**PAGE TEXT:**

----

The workflow for the whole surface atoms labelling pipeline is illustrated by Fig. 2. All written codes and data that support the findings of this study are openly available at https://github.com/Jon-Ting/metal-nanoparticle-surface-atom-labelling.


	Fig. 2 Workflow for clustering the atoms of metal nanoparticles. The red, blue, and yellow components correspond to data preparation, atom clustering, and result evaluation steps, respectively.

3 Results

3.1 Data visualisation

We first visualise the data distribution for the atoms described in the high dimensional space for a selection of Pd nanoparticles in Fig. 3 using the manifold learning method t-distributed stochastic neighbour embedding. The details of the method and more results are included in ESI† (section S2.2). The points (corresponding to atoms) projected to the reduced 2D manifold are coloured based on whether the atoms are identified as a bulk or surface atom by NCPac³³via the cone algorithm.⁵⁰ The details of the algorithm are provided in ESI† (section S1.6.1). This visualisation shows that the surface and bulk atoms always form distinct groups, so it is reasonable to assume that ILS would also be able to distinguish between groups corresponding to the surface and bulk atoms. We can also see that there are more detailed sub-groups, indicating there are multiple surface (and bulk) clusters with different characteristics. The correlation matrices, and cumulative explained variance plots are included in ESI† (sections S7 and S8).

----

**TASK DESCRIPTION:**
Set down the whole of the passage above on labelling the surface atoms of metal nanoparticles, reproducing it word for word.

----

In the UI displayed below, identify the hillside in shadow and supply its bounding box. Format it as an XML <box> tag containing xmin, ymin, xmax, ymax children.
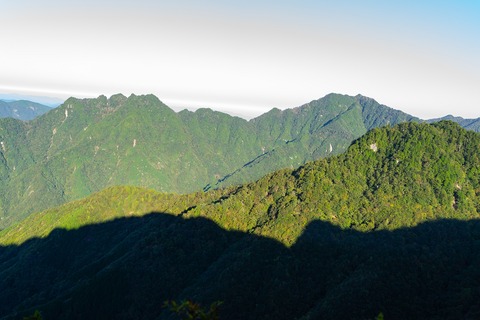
<box><xmin>0</xmin><ymin>213</ymin><xmax>480</xmax><ymax>320</ymax></box>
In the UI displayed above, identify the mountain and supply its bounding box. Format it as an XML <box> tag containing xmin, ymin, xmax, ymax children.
<box><xmin>427</xmin><ymin>115</ymin><xmax>480</xmax><ymax>132</ymax></box>
<box><xmin>0</xmin><ymin>121</ymin><xmax>480</xmax><ymax>319</ymax></box>
<box><xmin>0</xmin><ymin>100</ymin><xmax>51</xmax><ymax>121</ymax></box>
<box><xmin>0</xmin><ymin>94</ymin><xmax>419</xmax><ymax>228</ymax></box>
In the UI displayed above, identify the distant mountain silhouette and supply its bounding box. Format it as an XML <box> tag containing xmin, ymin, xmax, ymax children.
<box><xmin>0</xmin><ymin>213</ymin><xmax>480</xmax><ymax>320</ymax></box>
<box><xmin>0</xmin><ymin>100</ymin><xmax>52</xmax><ymax>121</ymax></box>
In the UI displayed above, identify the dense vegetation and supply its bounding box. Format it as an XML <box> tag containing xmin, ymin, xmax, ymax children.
<box><xmin>0</xmin><ymin>100</ymin><xmax>51</xmax><ymax>121</ymax></box>
<box><xmin>0</xmin><ymin>94</ymin><xmax>417</xmax><ymax>229</ymax></box>
<box><xmin>0</xmin><ymin>122</ymin><xmax>480</xmax><ymax>319</ymax></box>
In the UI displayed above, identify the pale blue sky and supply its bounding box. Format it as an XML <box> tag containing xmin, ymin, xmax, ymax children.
<box><xmin>0</xmin><ymin>0</ymin><xmax>480</xmax><ymax>118</ymax></box>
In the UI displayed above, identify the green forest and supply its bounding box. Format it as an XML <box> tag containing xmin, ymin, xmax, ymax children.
<box><xmin>0</xmin><ymin>121</ymin><xmax>480</xmax><ymax>319</ymax></box>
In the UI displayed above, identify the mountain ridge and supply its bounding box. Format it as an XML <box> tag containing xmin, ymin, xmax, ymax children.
<box><xmin>0</xmin><ymin>100</ymin><xmax>52</xmax><ymax>121</ymax></box>
<box><xmin>0</xmin><ymin>94</ymin><xmax>478</xmax><ymax>228</ymax></box>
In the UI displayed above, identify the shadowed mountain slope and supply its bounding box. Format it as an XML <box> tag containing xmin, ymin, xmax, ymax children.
<box><xmin>0</xmin><ymin>213</ymin><xmax>480</xmax><ymax>319</ymax></box>
<box><xmin>0</xmin><ymin>122</ymin><xmax>480</xmax><ymax>319</ymax></box>
<box><xmin>0</xmin><ymin>122</ymin><xmax>480</xmax><ymax>245</ymax></box>
<box><xmin>0</xmin><ymin>100</ymin><xmax>52</xmax><ymax>121</ymax></box>
<box><xmin>0</xmin><ymin>94</ymin><xmax>418</xmax><ymax>228</ymax></box>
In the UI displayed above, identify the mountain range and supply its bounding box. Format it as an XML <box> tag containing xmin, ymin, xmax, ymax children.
<box><xmin>0</xmin><ymin>121</ymin><xmax>480</xmax><ymax>319</ymax></box>
<box><xmin>0</xmin><ymin>100</ymin><xmax>52</xmax><ymax>121</ymax></box>
<box><xmin>0</xmin><ymin>94</ymin><xmax>419</xmax><ymax>228</ymax></box>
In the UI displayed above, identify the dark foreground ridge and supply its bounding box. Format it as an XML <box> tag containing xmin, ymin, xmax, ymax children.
<box><xmin>0</xmin><ymin>213</ymin><xmax>480</xmax><ymax>320</ymax></box>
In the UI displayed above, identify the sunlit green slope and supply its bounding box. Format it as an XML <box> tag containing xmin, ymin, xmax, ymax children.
<box><xmin>0</xmin><ymin>94</ymin><xmax>417</xmax><ymax>228</ymax></box>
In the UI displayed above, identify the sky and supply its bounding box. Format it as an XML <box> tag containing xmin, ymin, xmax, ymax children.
<box><xmin>0</xmin><ymin>0</ymin><xmax>480</xmax><ymax>119</ymax></box>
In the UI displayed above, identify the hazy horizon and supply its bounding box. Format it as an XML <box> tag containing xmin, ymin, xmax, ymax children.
<box><xmin>0</xmin><ymin>0</ymin><xmax>480</xmax><ymax>119</ymax></box>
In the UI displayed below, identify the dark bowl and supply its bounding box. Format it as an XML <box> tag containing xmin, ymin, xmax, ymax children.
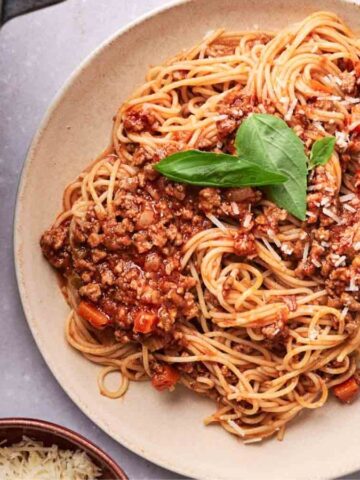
<box><xmin>0</xmin><ymin>418</ymin><xmax>128</xmax><ymax>480</ymax></box>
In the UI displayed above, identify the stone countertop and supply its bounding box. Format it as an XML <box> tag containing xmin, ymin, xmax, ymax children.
<box><xmin>0</xmin><ymin>0</ymin><xmax>360</xmax><ymax>480</ymax></box>
<box><xmin>0</xmin><ymin>0</ymin><xmax>181</xmax><ymax>480</ymax></box>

----

**CORRECT RESULT:**
The workflow for the whole surface atoms labelling pipeline is illustrated by Fig. 2. All written codes and data that support the findings of this study are openly available at https://github.com/Jon-Ting/metal-nanoparticle-surface-atom-labelling.


	Fig. 2 Workflow for clustering the atoms of metal nanoparticles. The red, blue, and yellow components correspond to data preparation, atom clustering, and result evaluation steps, respectively.

3 Results

3.1 Data visualisation

We first visualise the data distribution for the atoms described in the high dimensional space for a selection of Pd nanoparticles in Fig. 3 using the manifold learning method t-distributed stochastic neighbour embedding. The details of the method and more results are included in ESI† (section S2.2). The points (corresponding to atoms) projected to the reduced 2D manifold are coloured based on whether the atoms are identified as a bulk or surface atom by NCPac³³via the cone algorithm.⁵⁰ The details of the algorithm are provided in ESI† (section S1.6.1). This visualisation shows that the surface and bulk atoms always form distinct groups, so it is reasonable to assume that ILS would also be able to distinguish between groups corresponding to the surface and bulk atoms. We can also see that there are more detailed sub-groups, indicating there are multiple surface (and bulk) clusters with different characteristics. The correlation matrices, and cumulative explained variance plots are included in ESI† (sections S7 and S8).